## [WHAT YOU ARE ASKED TO DO]
Count the lines in the entries below that contain the string "crop", and reply with that number alone.

## [RECORDS FOR THE TASK]

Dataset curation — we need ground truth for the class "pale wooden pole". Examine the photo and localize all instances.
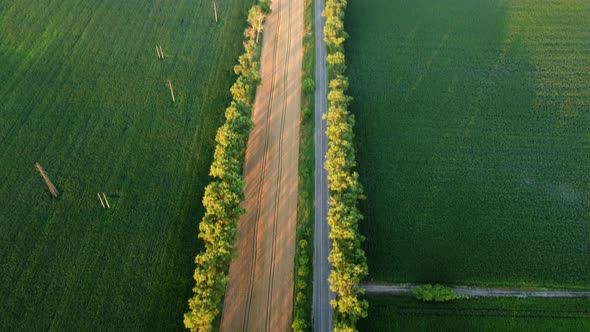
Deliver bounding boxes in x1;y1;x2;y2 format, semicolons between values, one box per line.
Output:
35;163;59;197
102;193;111;209
168;80;176;103
96;193;105;209
213;0;217;23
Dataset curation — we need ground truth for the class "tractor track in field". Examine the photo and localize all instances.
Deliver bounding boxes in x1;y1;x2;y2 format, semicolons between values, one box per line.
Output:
361;284;590;298
221;0;303;332
243;14;281;332
265;1;293;331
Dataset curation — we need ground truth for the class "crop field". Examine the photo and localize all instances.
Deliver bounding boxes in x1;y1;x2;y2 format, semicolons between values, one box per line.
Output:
346;0;590;287
358;296;590;332
0;0;253;331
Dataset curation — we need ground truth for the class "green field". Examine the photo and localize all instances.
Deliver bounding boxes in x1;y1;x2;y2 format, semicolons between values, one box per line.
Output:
346;0;590;287
0;0;253;331
358;296;590;332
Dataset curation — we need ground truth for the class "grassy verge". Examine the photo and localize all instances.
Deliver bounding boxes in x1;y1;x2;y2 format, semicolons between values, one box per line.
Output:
358;296;590;332
293;0;315;331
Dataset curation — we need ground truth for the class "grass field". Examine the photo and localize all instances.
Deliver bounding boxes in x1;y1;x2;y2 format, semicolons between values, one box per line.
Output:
346;0;590;287
0;0;253;330
359;296;590;332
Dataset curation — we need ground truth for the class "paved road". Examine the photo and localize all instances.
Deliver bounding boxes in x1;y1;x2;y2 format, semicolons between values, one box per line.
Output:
362;285;590;298
312;0;334;332
221;0;304;332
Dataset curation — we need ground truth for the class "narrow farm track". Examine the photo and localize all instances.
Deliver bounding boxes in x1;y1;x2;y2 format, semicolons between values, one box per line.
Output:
221;0;304;331
312;0;335;332
362;285;590;298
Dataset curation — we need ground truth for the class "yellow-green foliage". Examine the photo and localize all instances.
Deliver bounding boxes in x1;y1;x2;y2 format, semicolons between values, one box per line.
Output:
184;4;268;331
324;0;368;331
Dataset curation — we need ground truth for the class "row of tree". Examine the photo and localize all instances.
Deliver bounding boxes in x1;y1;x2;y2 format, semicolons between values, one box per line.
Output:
184;0;270;331
323;0;368;331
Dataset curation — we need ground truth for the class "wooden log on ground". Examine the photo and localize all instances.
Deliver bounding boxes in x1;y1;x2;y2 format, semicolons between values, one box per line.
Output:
168;80;176;103
35;163;59;197
96;193;105;209
213;0;217;23
102;193;111;209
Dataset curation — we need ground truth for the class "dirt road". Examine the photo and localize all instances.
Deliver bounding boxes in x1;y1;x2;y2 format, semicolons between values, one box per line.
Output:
362;285;590;298
221;0;304;332
312;0;335;332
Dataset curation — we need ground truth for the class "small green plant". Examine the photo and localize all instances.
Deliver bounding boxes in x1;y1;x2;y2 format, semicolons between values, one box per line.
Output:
303;77;315;95
413;284;465;302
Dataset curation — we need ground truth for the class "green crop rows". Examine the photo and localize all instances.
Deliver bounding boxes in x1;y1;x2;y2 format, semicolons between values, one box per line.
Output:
0;0;253;330
359;296;590;332
346;0;590;287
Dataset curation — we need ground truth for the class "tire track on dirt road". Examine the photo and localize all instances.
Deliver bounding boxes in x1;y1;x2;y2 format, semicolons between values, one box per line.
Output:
220;0;304;332
265;1;293;331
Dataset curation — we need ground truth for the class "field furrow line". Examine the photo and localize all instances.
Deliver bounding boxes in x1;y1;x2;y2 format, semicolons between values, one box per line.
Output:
265;1;293;331
243;1;281;332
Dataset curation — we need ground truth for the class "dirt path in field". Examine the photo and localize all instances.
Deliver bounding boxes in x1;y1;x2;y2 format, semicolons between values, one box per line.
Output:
221;0;304;332
362;285;590;298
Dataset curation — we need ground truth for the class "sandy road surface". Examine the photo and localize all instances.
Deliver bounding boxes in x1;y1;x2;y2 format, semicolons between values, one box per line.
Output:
221;0;304;332
312;0;335;332
362;285;590;298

## [THE COMPLETED TASK]
2